= EJERCICIO PROPUESTO =
Indica cada línea de los registros que contenga la palabra "between". Ten en cuenta que se distinguen mayúsculas y minúsculas.

++++

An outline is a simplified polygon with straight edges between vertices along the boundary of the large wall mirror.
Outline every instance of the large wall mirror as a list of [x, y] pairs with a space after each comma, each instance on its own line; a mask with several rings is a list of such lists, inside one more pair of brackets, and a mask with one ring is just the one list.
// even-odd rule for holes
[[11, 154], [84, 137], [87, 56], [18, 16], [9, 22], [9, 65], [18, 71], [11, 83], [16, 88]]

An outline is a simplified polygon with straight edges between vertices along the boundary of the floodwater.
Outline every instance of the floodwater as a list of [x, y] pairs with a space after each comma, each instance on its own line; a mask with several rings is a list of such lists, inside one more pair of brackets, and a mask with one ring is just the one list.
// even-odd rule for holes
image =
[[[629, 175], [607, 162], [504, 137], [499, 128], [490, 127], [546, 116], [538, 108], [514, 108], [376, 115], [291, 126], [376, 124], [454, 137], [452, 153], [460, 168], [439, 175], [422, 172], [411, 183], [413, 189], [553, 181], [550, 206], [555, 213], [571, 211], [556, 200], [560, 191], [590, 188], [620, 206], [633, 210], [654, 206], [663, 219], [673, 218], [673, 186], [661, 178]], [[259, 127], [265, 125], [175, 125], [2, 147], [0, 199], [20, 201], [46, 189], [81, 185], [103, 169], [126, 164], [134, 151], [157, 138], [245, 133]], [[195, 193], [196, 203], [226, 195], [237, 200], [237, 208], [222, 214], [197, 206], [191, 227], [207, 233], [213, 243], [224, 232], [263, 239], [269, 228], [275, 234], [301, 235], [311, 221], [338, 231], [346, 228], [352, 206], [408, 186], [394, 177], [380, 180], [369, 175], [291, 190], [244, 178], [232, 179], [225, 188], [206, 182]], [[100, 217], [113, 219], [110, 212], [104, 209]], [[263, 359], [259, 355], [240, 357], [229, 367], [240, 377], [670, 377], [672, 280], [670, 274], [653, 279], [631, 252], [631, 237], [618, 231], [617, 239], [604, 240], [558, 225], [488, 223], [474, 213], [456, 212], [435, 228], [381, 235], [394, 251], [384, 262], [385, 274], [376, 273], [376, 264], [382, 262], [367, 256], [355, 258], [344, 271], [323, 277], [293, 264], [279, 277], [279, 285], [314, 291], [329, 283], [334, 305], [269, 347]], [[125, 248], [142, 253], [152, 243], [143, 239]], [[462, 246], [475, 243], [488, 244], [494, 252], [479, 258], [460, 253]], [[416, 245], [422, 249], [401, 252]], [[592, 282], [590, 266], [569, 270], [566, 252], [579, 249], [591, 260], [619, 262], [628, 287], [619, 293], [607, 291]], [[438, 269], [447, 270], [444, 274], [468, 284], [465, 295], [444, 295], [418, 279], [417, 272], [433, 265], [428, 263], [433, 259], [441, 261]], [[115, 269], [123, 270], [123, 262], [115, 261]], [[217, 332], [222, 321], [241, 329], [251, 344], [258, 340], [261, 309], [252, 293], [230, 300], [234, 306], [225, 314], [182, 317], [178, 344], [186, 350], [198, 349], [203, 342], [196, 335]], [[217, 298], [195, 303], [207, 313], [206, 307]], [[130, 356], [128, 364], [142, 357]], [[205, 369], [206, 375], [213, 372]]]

++++

= RESULTADO OBTENIDO =
An outline is a simplified polygon with straight edges between vertices along the boundary of the large wall mirror.
An outline is a simplified polygon with straight edges between vertices along the boundary of the floodwater.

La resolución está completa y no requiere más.